[Stored records]

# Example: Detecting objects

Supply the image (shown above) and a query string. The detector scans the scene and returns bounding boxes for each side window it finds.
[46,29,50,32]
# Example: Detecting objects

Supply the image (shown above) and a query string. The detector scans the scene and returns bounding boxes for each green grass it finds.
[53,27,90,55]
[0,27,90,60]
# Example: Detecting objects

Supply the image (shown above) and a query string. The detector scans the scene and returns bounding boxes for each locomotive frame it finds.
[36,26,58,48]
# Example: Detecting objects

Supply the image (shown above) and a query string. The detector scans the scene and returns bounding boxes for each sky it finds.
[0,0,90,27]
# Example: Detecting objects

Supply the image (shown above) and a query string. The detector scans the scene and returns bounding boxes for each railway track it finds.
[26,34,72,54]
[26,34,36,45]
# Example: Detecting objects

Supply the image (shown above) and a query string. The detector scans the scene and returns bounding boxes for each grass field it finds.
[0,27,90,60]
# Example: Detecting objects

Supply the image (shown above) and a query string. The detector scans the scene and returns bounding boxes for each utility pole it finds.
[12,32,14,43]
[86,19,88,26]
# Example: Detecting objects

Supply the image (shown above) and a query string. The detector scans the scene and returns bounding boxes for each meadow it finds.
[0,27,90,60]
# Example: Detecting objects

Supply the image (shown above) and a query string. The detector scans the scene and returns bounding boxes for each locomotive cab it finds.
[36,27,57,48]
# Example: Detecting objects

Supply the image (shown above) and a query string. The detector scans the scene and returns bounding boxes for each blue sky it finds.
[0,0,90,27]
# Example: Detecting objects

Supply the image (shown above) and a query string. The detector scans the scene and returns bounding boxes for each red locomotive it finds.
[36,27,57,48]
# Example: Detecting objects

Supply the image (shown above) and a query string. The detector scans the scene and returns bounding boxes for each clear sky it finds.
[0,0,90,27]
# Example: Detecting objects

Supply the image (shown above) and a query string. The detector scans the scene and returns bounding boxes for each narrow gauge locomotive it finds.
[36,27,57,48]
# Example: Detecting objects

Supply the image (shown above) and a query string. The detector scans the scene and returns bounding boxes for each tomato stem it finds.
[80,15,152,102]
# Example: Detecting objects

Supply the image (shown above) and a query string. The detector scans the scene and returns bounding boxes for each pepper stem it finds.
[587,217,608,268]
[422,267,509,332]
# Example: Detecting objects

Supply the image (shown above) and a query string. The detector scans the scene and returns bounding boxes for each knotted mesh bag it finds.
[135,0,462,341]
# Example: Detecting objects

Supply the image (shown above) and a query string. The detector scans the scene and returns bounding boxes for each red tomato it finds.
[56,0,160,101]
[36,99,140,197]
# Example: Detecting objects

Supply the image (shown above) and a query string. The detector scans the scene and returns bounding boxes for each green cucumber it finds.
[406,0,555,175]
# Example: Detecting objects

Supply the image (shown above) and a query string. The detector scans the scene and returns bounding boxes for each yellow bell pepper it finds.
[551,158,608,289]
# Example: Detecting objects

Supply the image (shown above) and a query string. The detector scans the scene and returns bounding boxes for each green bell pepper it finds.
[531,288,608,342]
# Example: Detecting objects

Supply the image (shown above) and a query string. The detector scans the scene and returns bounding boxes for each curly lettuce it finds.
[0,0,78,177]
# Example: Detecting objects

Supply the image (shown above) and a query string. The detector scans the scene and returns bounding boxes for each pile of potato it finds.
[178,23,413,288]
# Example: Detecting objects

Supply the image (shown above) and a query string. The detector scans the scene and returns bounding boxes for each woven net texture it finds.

**Stated exercise:** Pick out every line in the listing that contains the string "locomotive", and treat uppercase and lowercase letters as different.

**Answer to this task:**
Supply the image (shown above) and a query string. The detector scans the scene and returns bounding boxes for each locomotive frame it finds.
Supply the image (shown above) and a query string. The detector scans the scene and returns bounding boxes for each locomotive cab it finds.
Supply the image (shown above) and a query string. The detector scans the scene and returns bounding boxes for each red locomotive it finds.
Supply the image (shown above) and a query string. The detector scans the scene and returns bounding boxes for each narrow gauge locomotive it finds.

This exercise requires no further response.